Provided passage
*** Begin section ***
Table 97.5: Options Available in the OUTPUT Statement

Option

Description

Identify output data set

OUT=

Outputs data set

Predicted Values, Residuals, Scores

CANONICAL

Outputs canonical scores

CLI

Outputs individual confidence limits

CLM

Outputs mean confidence limits

DESIGN=

Specifies design matrix coding

DREPLACE

Replaces dependent variables

IREPLACE

Replaces independent variables

LEVERAGE

Outputs leverage

NORESTOREMISSING

Does not restore missing values

NOSCORES

Suppresses output of scores

PREDICTED

Outputs predicted values

REDUNDANCY=

Outputs redundancy variables

REPLACE

Replaces all variables

RESIDUALS

Outputs residuals

Output Data Set Coefficients

COEFFICIENTS

Outputs coefficients

COORDINATES=

Outputs ideal point coordinates

MEANS

Outputs marginal means

MREDUNDANCY

Outputs redundancy analysis coefficients

Output Data Set Variable Name Prefixes

ADPREFIX=

Specifies dependent variable approximations

AIPREFIX=

Specifies independent variable approximations

CDPREFIX=

Specifies canonical dependent variables

CILPREFIX=

Specifies conservative individual lower CL

CIPREFIX=

Specifies canonical independent variables

CIUPREFIX=

Specifies conservative-individual-upper CL

CMLPREFIX=

Specifies conservative-mean-lower CL

CMUPREFIX=

Specifies conservative-mean-upper CL

DEPENDENT=

Specifies METHOD=MORALS untransformed dependent

LILPREFIX=

Specifies liberal-individual-lower CL

LIUPREFIX=

Specifies liberal-individual-upper CL

LMLPREFIX=

Specifies liberal-mean-lower CL

LMUPREFIX=

Specifies liberal-mean-upper CL

RDPREFIX=

Specifies residuals

PPREFIX=

Specifies predicted values

RPREFIX=

Specifies redundancy variables

TDPREFIX=

Specifies transformed dependents

TIPREFIX=

Specifies transformed independents

Macros Variables

MACRO

Creates macro variables

Other Options

APPROXIMATIONS

Outputs dependent and independent approximations

CCC

Outputs canonical correlation coefficients

CEC

Outputs canonical elliptical point coordinates

CPC

Outputs canonical point coordinates

CQC

Outputs canonical quadratic point coordinates

DAPPROXIMATIONS

Outputs approximations to transformed dependents

IAPPROXIMATIONS

Outputs approximations to transformed independents

MEC

Outputs elliptical point coordinates

MPC

Outputs point coordinates

MQC

Outputs quadratic point coordinates

MRC

Outputs multiple regression coefficients


For the coefficients partition, the COEFFICIENTS, COORDINATES, and MEANS o-options provide the coefficients that are appropriate for your model. For more explicit control of the coefficient partition, use the options that control details and prefixes. The following list provides details about these options.
*** End section ***
Work item a
In the table of OUTPUT statement options, what does the NOSCORES option do?
The text and the records are unrelated to each other.

(Records from a dataset)
*** Begin section ***
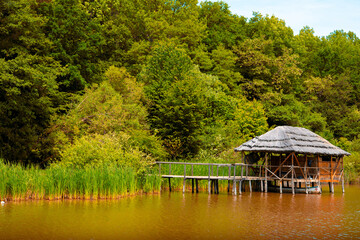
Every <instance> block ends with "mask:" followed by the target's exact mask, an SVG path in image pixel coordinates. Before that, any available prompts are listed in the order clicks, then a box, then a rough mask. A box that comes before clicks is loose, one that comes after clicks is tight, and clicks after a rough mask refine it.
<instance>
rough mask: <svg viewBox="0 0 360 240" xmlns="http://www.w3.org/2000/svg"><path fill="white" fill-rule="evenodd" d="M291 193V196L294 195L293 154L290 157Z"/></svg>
mask: <svg viewBox="0 0 360 240" xmlns="http://www.w3.org/2000/svg"><path fill="white" fill-rule="evenodd" d="M291 191H292V194H295V188H294V153H292V155H291Z"/></svg>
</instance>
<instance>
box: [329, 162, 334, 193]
mask: <svg viewBox="0 0 360 240" xmlns="http://www.w3.org/2000/svg"><path fill="white" fill-rule="evenodd" d="M330 192H331V193H334V182H333V169H332V156H331V157H330Z"/></svg>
*** End section ***
Work item b
Return every line of the records that contains the string "mask", matching case exactly.

Exercise solution a
It suppresses output of scores.

Exercise solution b
Every <instance> block ends with "mask:" followed by the target's exact mask, an SVG path in image pixel coordinates. Before that, any available prompts are listed in the order clicks, then a box, then a rough mask. A box that comes before clicks is loose, one that comes after clicks is tight, and clicks after a rough mask refine it.
rough mask: <svg viewBox="0 0 360 240" xmlns="http://www.w3.org/2000/svg"><path fill="white" fill-rule="evenodd" d="M291 193V196L294 195L293 154L290 157Z"/></svg>
mask: <svg viewBox="0 0 360 240" xmlns="http://www.w3.org/2000/svg"><path fill="white" fill-rule="evenodd" d="M291 191H292V194H295V188H294V153H292V155H291Z"/></svg>
mask: <svg viewBox="0 0 360 240" xmlns="http://www.w3.org/2000/svg"><path fill="white" fill-rule="evenodd" d="M330 192H331V193H334V182H333V169H332V156H331V157H330Z"/></svg>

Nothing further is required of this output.